**記述課題:**
1 > フランス語の歌の講座についての文章で、その日の講座で採り上げられた三人は誰か。
2 > フランス語の歌の講座についての文章のうち、「さて、聴講したその日の講座では」で始まる段落を、主な事実を残して箇条書きにまとめよ。
3 > フランス語の歌の講座についての文章を、示された最後の部分に続けて書き継げ。

**本文:**
——————
さて、聴講したその日の講座では、エディット・ピアフ、セルジュ・ゲンズブール、
そして先ごろ亡くなったジョルジュ・ムスタキが採り上げられた。またフランス語の
「S」の読み方が濁音か否かの区別法や、詩の中にある言葉遊びの解説があり、夏休み
前スペシャルとして、ムスタキの CD に合わせて一曲歌うために、先生が読んだ後に
ついて発音し、1 度曲を聴き、次に皆で歌った。私は聴いたことのない歌だったが、覚
えやすい曲だったので何とか歌えた。充実した 1 時間半だった。
そして講座の中で採り上げられた『LA LIGNE DROITE』は、直訳すれば「直線」
——————
**行:**

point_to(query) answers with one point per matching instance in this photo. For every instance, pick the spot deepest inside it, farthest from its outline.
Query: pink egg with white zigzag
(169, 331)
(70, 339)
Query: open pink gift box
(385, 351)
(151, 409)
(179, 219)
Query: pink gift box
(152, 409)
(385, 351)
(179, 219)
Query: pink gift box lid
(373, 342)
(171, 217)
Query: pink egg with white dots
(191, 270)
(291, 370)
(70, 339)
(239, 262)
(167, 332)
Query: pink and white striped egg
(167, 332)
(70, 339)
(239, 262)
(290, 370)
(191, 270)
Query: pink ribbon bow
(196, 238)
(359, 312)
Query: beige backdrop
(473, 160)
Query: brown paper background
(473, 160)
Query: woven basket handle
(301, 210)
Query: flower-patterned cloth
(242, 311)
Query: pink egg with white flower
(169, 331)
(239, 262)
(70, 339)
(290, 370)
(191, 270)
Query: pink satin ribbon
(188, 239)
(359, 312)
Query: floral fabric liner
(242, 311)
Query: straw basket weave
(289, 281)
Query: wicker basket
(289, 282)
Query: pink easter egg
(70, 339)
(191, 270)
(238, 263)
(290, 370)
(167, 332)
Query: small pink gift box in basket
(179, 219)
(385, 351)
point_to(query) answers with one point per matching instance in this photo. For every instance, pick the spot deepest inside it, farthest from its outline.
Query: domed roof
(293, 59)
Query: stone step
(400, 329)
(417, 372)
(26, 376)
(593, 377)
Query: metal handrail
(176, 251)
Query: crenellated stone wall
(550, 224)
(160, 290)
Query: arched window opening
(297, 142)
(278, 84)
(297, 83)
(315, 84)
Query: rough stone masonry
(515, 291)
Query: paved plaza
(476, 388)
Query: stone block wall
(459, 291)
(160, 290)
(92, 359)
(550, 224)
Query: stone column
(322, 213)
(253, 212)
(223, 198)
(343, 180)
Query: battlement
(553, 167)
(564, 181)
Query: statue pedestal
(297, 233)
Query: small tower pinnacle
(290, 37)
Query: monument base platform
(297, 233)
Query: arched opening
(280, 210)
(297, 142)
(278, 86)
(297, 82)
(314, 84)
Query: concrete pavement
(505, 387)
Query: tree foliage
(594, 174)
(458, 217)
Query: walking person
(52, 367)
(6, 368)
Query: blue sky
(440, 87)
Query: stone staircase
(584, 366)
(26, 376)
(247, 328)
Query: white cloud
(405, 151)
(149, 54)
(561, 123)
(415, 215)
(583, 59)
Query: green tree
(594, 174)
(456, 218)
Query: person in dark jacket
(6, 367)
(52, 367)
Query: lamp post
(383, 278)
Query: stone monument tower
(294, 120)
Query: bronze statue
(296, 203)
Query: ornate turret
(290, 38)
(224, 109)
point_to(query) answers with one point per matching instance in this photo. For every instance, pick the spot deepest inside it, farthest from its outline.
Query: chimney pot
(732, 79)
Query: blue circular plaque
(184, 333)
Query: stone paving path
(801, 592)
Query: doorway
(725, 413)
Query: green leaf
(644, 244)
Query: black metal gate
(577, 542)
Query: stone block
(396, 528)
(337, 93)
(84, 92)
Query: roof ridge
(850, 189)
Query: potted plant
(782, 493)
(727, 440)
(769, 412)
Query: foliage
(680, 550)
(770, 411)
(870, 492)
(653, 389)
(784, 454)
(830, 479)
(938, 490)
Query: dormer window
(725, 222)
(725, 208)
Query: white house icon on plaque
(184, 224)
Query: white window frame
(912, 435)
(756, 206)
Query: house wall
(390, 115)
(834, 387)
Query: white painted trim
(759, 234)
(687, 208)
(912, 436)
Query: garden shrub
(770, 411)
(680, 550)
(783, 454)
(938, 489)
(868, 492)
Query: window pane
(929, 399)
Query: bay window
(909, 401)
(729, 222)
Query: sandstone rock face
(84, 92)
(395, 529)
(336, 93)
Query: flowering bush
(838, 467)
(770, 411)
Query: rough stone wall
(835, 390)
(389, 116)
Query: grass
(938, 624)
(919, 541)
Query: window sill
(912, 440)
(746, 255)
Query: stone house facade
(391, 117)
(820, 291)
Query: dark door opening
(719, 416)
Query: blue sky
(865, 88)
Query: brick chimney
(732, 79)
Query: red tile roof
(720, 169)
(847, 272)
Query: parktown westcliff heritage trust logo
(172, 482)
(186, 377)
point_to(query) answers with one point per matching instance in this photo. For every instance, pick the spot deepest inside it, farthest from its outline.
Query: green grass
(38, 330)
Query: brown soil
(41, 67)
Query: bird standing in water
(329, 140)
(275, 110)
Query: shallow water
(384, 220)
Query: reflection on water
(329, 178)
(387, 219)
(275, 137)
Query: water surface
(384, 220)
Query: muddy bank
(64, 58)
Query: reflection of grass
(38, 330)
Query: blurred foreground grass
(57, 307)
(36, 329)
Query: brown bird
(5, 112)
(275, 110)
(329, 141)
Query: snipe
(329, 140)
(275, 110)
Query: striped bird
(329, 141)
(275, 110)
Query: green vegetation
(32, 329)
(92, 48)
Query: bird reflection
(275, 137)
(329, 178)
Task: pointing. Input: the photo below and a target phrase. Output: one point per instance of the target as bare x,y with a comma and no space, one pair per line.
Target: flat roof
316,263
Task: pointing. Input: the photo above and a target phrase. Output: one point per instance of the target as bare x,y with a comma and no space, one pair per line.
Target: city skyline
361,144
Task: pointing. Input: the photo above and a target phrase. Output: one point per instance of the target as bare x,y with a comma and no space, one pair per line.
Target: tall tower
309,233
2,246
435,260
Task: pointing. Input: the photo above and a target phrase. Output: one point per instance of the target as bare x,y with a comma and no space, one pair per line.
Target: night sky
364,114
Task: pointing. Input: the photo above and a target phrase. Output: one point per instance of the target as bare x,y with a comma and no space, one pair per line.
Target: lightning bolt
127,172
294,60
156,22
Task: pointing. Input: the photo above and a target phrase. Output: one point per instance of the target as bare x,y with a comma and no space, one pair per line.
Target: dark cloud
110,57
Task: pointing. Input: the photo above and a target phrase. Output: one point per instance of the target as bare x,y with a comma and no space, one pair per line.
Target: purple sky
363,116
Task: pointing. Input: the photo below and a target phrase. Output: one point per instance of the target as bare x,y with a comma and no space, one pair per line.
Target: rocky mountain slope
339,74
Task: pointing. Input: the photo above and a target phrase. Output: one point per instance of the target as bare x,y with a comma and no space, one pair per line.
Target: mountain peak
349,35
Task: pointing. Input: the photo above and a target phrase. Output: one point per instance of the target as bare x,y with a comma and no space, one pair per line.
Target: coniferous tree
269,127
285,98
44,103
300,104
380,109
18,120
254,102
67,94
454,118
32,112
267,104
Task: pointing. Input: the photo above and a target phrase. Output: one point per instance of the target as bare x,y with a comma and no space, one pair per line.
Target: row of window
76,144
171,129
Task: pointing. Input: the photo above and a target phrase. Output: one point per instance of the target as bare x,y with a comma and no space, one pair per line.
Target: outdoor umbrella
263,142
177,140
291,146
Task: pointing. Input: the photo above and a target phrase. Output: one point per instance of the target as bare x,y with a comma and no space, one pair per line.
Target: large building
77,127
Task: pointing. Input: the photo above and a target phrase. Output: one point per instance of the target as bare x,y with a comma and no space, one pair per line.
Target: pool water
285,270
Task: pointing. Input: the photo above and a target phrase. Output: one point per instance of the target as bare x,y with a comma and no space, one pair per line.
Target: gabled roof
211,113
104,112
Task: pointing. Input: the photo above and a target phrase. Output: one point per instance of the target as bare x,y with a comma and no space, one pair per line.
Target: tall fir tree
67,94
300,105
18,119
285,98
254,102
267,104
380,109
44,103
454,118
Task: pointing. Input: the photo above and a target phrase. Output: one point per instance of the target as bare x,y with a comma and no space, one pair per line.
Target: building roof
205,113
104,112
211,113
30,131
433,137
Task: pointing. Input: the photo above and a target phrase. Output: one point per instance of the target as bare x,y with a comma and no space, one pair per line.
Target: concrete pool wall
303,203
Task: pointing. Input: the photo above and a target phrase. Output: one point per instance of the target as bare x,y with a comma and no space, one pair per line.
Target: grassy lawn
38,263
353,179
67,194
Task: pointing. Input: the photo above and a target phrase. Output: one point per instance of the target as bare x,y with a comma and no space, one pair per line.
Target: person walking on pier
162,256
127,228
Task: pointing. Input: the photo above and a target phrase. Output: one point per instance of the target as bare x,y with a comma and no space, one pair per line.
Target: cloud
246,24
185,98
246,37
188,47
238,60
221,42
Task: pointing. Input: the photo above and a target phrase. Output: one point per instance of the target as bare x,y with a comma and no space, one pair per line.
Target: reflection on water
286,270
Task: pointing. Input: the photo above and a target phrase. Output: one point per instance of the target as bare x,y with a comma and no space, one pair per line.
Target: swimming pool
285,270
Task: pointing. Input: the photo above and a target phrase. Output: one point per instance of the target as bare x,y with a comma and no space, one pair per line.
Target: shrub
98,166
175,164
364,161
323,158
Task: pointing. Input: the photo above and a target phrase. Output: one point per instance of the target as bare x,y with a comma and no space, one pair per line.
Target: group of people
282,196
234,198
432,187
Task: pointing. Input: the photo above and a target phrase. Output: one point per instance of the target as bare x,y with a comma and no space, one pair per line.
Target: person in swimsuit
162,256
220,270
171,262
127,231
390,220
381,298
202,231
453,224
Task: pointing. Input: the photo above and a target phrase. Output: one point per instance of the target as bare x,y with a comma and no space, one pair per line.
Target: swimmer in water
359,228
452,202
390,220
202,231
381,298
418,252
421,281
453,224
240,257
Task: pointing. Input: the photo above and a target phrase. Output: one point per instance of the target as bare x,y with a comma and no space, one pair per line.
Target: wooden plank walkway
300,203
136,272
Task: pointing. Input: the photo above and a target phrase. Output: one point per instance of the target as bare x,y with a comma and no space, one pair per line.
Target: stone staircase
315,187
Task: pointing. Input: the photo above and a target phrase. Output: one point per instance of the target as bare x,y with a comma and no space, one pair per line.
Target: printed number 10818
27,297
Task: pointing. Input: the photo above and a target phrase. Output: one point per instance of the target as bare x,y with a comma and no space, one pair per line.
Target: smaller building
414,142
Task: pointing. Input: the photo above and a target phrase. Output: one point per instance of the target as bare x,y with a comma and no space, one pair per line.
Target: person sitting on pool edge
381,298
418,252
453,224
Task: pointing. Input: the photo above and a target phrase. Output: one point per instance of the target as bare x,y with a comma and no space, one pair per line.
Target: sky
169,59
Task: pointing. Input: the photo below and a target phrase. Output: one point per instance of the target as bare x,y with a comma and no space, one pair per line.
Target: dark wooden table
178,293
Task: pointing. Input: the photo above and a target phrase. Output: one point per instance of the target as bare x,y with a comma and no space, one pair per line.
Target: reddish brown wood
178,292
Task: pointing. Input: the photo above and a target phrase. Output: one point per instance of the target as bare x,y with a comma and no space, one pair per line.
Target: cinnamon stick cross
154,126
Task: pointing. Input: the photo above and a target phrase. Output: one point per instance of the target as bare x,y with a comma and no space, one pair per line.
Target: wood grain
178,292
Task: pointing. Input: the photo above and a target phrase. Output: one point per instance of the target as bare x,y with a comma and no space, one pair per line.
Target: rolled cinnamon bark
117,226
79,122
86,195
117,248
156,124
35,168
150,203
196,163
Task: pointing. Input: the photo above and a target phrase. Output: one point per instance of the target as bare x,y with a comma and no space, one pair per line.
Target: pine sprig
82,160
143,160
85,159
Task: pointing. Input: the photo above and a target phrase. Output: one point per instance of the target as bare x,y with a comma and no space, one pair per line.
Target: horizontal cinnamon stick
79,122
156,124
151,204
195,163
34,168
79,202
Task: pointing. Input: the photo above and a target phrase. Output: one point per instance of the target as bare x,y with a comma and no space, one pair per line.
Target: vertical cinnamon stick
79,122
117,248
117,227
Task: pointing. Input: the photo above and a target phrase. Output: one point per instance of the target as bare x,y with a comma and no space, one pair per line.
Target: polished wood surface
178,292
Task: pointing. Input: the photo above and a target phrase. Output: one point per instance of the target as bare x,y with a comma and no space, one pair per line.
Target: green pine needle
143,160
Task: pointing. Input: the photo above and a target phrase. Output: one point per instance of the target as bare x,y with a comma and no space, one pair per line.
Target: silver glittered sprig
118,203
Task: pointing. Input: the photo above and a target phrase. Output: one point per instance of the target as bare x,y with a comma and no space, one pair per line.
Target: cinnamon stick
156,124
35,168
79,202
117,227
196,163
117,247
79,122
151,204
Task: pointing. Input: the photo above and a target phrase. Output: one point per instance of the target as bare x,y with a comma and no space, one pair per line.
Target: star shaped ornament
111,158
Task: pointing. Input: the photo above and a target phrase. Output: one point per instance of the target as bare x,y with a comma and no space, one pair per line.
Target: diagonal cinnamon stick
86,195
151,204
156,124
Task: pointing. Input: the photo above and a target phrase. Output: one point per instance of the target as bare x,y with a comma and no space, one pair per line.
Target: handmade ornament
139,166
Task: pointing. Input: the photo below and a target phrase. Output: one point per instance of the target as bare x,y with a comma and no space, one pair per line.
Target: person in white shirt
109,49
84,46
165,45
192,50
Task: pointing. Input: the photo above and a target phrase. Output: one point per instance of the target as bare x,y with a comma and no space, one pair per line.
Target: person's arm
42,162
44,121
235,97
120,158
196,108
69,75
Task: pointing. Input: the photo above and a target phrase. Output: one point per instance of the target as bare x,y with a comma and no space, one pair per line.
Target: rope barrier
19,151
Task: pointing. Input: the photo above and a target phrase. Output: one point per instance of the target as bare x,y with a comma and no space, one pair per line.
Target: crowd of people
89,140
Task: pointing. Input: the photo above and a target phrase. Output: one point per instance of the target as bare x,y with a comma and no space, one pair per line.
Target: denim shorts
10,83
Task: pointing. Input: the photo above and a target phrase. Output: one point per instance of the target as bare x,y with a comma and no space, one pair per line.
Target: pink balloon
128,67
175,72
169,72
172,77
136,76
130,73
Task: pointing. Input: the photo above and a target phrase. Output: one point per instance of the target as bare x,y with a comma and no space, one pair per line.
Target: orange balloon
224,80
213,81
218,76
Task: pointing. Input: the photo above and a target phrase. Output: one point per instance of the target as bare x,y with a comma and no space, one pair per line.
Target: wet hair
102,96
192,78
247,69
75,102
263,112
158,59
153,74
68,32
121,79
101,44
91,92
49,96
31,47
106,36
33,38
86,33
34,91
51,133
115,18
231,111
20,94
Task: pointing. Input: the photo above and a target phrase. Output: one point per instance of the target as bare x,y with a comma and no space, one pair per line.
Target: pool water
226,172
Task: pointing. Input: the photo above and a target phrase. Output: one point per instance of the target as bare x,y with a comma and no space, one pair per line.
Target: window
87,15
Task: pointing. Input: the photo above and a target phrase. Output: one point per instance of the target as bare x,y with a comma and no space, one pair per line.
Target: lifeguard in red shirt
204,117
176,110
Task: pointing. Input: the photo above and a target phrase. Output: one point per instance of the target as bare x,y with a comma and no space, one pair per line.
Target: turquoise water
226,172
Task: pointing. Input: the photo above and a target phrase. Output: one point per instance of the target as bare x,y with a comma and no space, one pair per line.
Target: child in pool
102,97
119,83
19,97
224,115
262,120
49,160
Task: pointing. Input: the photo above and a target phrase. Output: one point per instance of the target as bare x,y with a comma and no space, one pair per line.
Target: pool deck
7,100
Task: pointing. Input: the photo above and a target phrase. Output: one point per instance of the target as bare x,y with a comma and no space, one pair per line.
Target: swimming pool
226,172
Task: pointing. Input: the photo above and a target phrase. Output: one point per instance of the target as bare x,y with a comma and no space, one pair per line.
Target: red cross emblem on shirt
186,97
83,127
——————
**課題の解答:**
1 > エディット・ピアフ、セルジュ・ゲンズブール、ジョルジュ・ムスタキの三人。

2 >
- 採り上げられた人物：エディット・ピアフ、セルジュ・ゲンズブール、先ごろ亡くなったジョルジュ・ムスタキ
- 解説された内容：フランス語の「S」の読み方が濁音か否かの区別法、詩の中の言葉遊び
- 夏休み前スペシャル：ムスタキのCDに合わせて一曲歌うため、先生の後について発音し、1度曲を聴いてから皆で歌った
- 筆者の感想：聴いたことのない歌だったが、覚えやすい曲だったので何とか歌えた。充実した1時間半だった

3 >
だが「いつか戻りくる人」という邦題がついている。これはジョルジュ・ムスタキが
作詞・作曲した歌で、バルバラもこの詩に違った曲を付けている。その歌の CD を聴
いたが、二人の歌詞は所々違った。そして私は思った。ムスタキの曲は上から包み込
むように弧を描いて降りてきて、バルバラの曲は下からすくい上げるように弧を描い
て昇って行くようだと。感覚的に例えるなら、ムスタキはメジャーで、バルバラはマ
イナーな感じ。それは彼らの他の曲にも現れている特徴で、そこから彼らの個性が読
み取れる。文章、詩、楽曲、絵画、彫刻、あらゆる表現物はその人となりを表す。
そして次に『EN MÉDITERRANÉE』という歌が採り上げられた。邦題「内海にて」
とあったが「MÉDITERRANÉE」の意味は「地中海」である。そして地中海はジブラ
ルタル海峡でしか外海につながらない「内海」である。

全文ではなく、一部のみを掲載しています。